(Task goal) Scan the records beneath this line for the line holding "Target: nose" and the line holding "Target: hand", then transcribe exactly those two and all lines between.

-------- Data extract --------

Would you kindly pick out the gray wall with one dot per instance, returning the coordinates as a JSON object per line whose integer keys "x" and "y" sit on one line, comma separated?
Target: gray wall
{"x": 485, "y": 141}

--------
-------- Data extract --------

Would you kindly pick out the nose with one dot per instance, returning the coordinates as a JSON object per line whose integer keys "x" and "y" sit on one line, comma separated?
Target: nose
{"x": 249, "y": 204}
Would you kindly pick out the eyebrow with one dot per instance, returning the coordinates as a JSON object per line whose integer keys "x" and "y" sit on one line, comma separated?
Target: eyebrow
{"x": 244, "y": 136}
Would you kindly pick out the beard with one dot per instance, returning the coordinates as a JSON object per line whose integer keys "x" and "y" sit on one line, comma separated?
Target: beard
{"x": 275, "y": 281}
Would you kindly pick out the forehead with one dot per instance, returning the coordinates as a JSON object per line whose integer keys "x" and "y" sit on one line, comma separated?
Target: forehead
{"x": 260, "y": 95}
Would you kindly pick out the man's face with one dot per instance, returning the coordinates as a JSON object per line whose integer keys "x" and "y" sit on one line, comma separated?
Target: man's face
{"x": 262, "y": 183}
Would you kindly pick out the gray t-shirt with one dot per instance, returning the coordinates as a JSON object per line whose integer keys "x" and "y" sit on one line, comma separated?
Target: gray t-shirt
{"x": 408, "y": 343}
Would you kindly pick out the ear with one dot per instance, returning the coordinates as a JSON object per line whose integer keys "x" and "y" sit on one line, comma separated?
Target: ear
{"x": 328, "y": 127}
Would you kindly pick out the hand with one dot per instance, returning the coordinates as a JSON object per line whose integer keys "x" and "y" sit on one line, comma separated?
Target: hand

--------

(Answer box)
Target: nose
{"x": 249, "y": 204}
Would you kindly pick out the eyebrow with one dot per instance, returning the coordinates as a JSON object per line whose integer keys "x" and "y" sit on one line, comma separated?
Target: eyebrow
{"x": 244, "y": 136}
Would you kindly pick out the beard with one dot per instance, returning the coordinates as a JSON object per line whose integer keys "x" and "y" sit on one line, comma separated?
Target: beard
{"x": 275, "y": 281}
Would you kindly pick out the forehead with one dot per instance, returning the coordinates as a JSON object per line whose integer keys "x" and "y" sit on one line, comma separated?
Target: forehead
{"x": 260, "y": 95}
Would you kindly pick out the man's face with one dot per instance, returning the coordinates as a JSON object per line whose integer keys "x" and "y" sit on one line, comma separated?
Target: man's face
{"x": 262, "y": 183}
Would you kindly pick out the gray t-shirt with one dot per instance, returning the coordinates as a JSON object per line whose integer keys "x" and "y" sit on one line, comma separated?
Target: gray t-shirt
{"x": 408, "y": 343}
Would you kindly pick out the ear with one dot per instance, returning the coordinates as a JSON object per line whose integer keys "x" and "y" sit on one line, comma separated?
Target: ear
{"x": 328, "y": 127}
Would you kindly pick out the hand with one dot per instance, returning the coordinates as a JSON object per line whose integer keys "x" and "y" sit on one line, comma separated?
Target: hand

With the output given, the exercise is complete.